Items from a data source
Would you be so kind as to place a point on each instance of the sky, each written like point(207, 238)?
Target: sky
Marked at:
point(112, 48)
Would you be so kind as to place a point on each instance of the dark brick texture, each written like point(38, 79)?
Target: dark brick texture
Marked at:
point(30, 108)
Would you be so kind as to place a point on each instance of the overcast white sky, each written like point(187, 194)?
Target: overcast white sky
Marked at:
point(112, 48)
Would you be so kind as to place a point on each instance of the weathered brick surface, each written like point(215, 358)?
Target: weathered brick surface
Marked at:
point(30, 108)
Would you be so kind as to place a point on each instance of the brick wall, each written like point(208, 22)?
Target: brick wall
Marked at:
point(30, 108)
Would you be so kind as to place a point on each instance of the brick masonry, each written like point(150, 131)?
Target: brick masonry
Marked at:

WORK INSTRUCTIONS: For this exercise, copy word for word the line that contains "like point(38, 79)?" and every line after it, ending with the last line of the entries above.

FINISHED TASK:
Would you be so kind as to place a point on each instance of the dark brick texture, each written like point(38, 79)?
Target: dark brick texture
Marked at:
point(30, 108)
Would you be so kind as to place a point on each instance of the overcast white sky, each written like point(187, 194)?
Target: overcast white sky
Marked at:
point(112, 48)
Would you be so kind as to place a point on each instance of the weathered brick surface, each written like point(215, 358)?
Target: weathered brick surface
Marked at:
point(30, 108)
Would you be so kind as to place a point on each instance of the brick wall, each written like point(208, 22)?
Target: brick wall
Marked at:
point(30, 108)
Would you be so kind as to place a point on each instance of the brick masonry, each written like point(150, 131)?
Target: brick masonry
Marked at:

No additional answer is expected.